### Exercise tasks:
- A) In the review of The River shown below, what figures support the claim that HIV/AIDS is the most terrifying emerging human disease? Answer in one to three sentences.
- B) Decide whether each statement agrees with the review below, answering yes or no and quoting the deciding words exactly: (i) The earliest confirmed human infection dates from 1959 in Leopoldville. (ii) HIV-2 is the virus behind the pandemic. (iii) The sooty mangabey carries a virus equivalent to HIV-1.
- C) Reproduce the review below verbatim, from "The fundamental facts" up to and including "no mean achievement.".

### Passage shown:
Blame Me

Were chimps the source of HIV? Charles Gilks on Edward Hooper’s controversial book

The River: A Journey Back to the Source of HIV and AIDS by Edward Hooper, Little Brown, £25/$35, ISBN 0316372617

New Scientist, 13 November 1999, pages 54-55.

FACED with tragedy and terror, it is very human to ask why? HIV/AIDS is undoubtedly the most terrifying of all emerging human diseases. More than 35 million people are infected or sick, around 16 million have already died and worldwide at least 6000 people become infected every day. The strength of Edward Hooper’s obsession with the question matches the scale of the pandemic. How did it start? Is anyone to blame? Could it happen again?

The fundamental facts are now largely undisputed. AIDS is a new disease. It is caused by two related retroviruses: HIV-1 and HIV-2. The pandemic is caused by HIV-1; HIV-2 is not common outside West Africa. Each subtype has several distinct lineages. The earliest confirmed evidence of human infection dates from 1959, in Leopoldville (now Kinshasa) in what was then the Belgian Congo. African primates harbour very similar viruses that do not appear to cause them any ill effects: chimpanzees carry an equivalent of HIV-1, and the sooty mangabey HIV-2.

Beyond these bare bones, a plethora of accusations, false starts and political intrigues has bedevilled scientific inquiry. In The River, Hooper details them all with immense scholarship, providing what will surely be the definitive chronicle of the opening of the AIDS era–and a highly readable one, no mean achievement.

### Saved entries:
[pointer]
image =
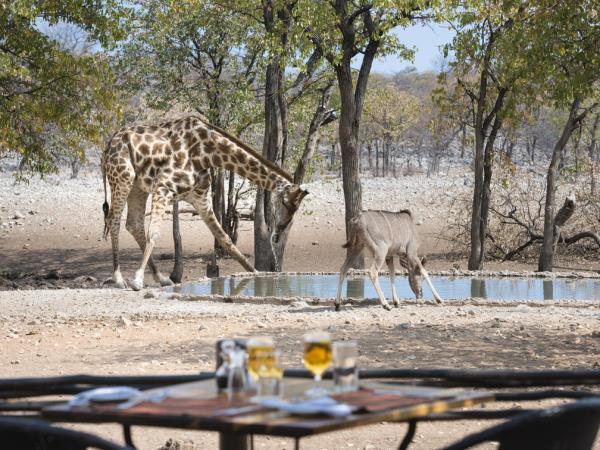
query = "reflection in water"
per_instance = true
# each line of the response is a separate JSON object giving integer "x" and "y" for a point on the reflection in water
{"x": 548, "y": 289}
{"x": 478, "y": 288}
{"x": 355, "y": 288}
{"x": 325, "y": 286}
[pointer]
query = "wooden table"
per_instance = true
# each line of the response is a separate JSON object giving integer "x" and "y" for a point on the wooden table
{"x": 197, "y": 406}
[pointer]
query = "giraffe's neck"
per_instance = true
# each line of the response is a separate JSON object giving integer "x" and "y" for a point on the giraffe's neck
{"x": 226, "y": 152}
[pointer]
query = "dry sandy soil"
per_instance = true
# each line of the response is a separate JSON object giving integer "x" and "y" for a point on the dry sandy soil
{"x": 54, "y": 331}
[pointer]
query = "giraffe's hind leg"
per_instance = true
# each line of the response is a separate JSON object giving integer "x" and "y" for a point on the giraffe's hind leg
{"x": 136, "y": 212}
{"x": 161, "y": 197}
{"x": 119, "y": 191}
{"x": 201, "y": 202}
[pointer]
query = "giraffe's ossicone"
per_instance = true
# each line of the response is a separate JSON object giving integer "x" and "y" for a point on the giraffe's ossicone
{"x": 172, "y": 161}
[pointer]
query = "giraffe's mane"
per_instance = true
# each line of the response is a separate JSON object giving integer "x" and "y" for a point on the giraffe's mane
{"x": 270, "y": 164}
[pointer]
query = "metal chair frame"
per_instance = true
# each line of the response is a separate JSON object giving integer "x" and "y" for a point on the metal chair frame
{"x": 555, "y": 380}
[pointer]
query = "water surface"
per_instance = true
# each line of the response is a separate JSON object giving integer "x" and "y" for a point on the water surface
{"x": 325, "y": 286}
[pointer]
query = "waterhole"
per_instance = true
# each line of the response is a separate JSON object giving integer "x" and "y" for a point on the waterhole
{"x": 325, "y": 286}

### Activity answers:
- A) The review cites more than 35 million people infected or sick and around 16 million already dead. It adds that at least 6000 people become infected every day worldwide.

- B)
(i) Yes: "The earliest confirmed evidence of human infection dates from 1959, in Leopoldville (now Kinshasa)"
(ii) No: "The pandemic is caused by HIV-1; HIV-2 is not common outside West Africa."
(iii) No: "chimpanzees carry an equivalent of HIV-1, and the sooty mangabey HIV-2"

- C)
The fundamental facts are now largely undisputed. AIDS is a new disease. It is caused by two related retroviruses: HIV-1 and HIV-2. The pandemic is caused by HIV-1; HIV-2 is not common outside West Africa. Each subtype has several distinct lineages. The earliest confirmed evidence of human infection dates from 1959, in Leopoldville (now Kinshasa) in what was then the Belgian Congo. African primates harbour very similar viruses that do not appear to cause them any ill effects: chimpanzees carry an equivalent of HIV-1, and the sooty mangabey HIV-2.

Beyond these bare bones, a plethora of accusations, false starts and political intrigues has bedevilled scientific inquiry. In The River, Hooper details them all with immense scholarship, providing what will surely be the definitive chronicle of the opening of the AIDS era–and a highly readable one, no mean achievement.